** Data shown **
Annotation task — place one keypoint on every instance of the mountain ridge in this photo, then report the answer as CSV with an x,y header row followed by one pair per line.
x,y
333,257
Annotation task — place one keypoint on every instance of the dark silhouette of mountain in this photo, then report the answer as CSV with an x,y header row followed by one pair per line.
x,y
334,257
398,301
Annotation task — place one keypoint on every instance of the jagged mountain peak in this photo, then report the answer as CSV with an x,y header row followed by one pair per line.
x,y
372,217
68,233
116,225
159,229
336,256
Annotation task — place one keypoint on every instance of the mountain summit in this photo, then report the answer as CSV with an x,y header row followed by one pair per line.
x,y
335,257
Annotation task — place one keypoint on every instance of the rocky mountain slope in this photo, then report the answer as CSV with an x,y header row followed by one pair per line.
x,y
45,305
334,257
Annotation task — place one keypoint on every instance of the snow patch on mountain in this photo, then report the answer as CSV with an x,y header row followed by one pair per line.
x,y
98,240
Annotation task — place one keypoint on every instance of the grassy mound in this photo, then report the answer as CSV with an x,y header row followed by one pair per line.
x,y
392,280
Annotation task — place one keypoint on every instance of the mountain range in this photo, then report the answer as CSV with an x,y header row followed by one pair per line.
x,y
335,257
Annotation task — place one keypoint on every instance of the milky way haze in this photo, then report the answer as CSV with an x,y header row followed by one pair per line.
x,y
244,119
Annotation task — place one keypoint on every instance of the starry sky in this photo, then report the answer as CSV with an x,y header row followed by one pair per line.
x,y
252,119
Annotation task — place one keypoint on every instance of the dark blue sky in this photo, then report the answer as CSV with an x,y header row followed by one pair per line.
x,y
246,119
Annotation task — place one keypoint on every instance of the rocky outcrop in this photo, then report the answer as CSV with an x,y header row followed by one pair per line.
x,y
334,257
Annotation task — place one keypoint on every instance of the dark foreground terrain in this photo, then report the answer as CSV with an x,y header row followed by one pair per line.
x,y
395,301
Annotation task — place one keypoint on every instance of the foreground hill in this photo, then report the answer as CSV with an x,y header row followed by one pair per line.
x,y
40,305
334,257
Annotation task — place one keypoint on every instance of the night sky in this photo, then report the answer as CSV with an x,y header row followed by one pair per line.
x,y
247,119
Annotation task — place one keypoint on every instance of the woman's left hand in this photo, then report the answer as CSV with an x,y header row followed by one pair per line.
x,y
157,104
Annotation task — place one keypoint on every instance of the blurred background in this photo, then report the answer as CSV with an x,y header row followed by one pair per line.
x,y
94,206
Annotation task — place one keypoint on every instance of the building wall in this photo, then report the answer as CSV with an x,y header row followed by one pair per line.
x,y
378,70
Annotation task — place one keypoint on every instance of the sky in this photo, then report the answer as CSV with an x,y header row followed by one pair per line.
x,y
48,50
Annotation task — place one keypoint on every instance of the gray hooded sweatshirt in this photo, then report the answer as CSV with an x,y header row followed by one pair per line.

** Task description **
Repeat all entries. Match them exactly.

** The output **
Annotation task — place one keypoint on every instance of the mountain ridge in this photo, then report the answer as CSV with an x,y header row followed by one pair per line.
x,y
333,257
Annotation task — place one keypoint on every instance of the dark silhouette of mountain in this photo, then report the answer as CSV with an x,y header row followed by one pair per line.
x,y
334,257
398,301
Annotation task — place one keypoint on every instance of the jagged mountain peak in this photo, then report the answer as CSV with an x,y header row followed by one pair per line.
x,y
372,217
68,233
116,225
159,229
336,256
Annotation task — place one keypoint on every instance of the mountain summit in this photo, then report the answer as CSV with an x,y header row followed by one pair per line.
x,y
335,257
Annotation task — place one keypoint on every instance of the rocky mountain slope in this photo, then report the answer as CSV with an x,y header row followed by one pair per line.
x,y
45,305
334,257
Annotation task — place one keypoint on every instance of the snow patch on mountain in this photo, then report the answer as CSV with an x,y header row followed by one pair per line.
x,y
98,240
Annotation task — place one keypoint on every instance of the grassy mound in this photo, then report the answer as CSV with an x,y header row followed by one pair per line.
x,y
392,280
Annotation task — place one keypoint on every instance of the mountain range in this photo, then report the answer as CSV with an x,y header row followed by one pair per line.
x,y
335,257
Annotation task — place one keypoint on every instance of the milky way haze in this photo, then report the answer as CSV with an x,y header row followed by one pair per line.
x,y
244,119
Annotation task — place one keypoint on every instance of the starry sky in this photo, then report the answer as CSV with an x,y header row followed by one pair per line.
x,y
252,119
Annotation task — place one keypoint on every instance of the dark blue sky in this photo, then report the answer as CSV with an x,y header row followed by one pair per line.
x,y
246,119
Annotation task — place one keypoint on every instance of the rocky outcrop in this photo, then report the answer as CSV with an x,y header row followed by one pair per line.
x,y
334,257
Annotation task — place one keypoint on every instance of the dark foreground terrain in this photo, then report the answer as CSV with an x,y header row followed by one pair per line.
x,y
395,301
Annotation task — place one keypoint on every instance of the foreground hill in this photo, then report the answer as CSV with an x,y header row followed by one pair per line.
x,y
40,305
334,257
Annotation task — place one keypoint on every instance of the night sky in this photo, then report the answer as CSV with an x,y header row followed by one pair per line.
x,y
247,119
Annotation task — place one keypoint on every instance of the woman's left hand in this photo, then report the answer as CSV with an x,y header row followed by one pair per line.
x,y
157,104
Annotation task — place one keypoint on every instance of the blurred background in this photo, then report the answer as CSV with an x,y header row followed by one pair per line.
x,y
94,206
Annotation task — place one keypoint on every instance of the building wall in this photo, then report the answer as CSV with an x,y header row followed by one pair per line.
x,y
378,70
Annotation task — place one keypoint on every instance of the sky in this photo, then report the answer as CSV with an x,y header row followed by one pair per line.
x,y
48,50
Annotation task — place one keypoint on every instance of the gray hooded sweatshirt in this photo, then report the answer as CSV with an x,y header row followed by one pair per line.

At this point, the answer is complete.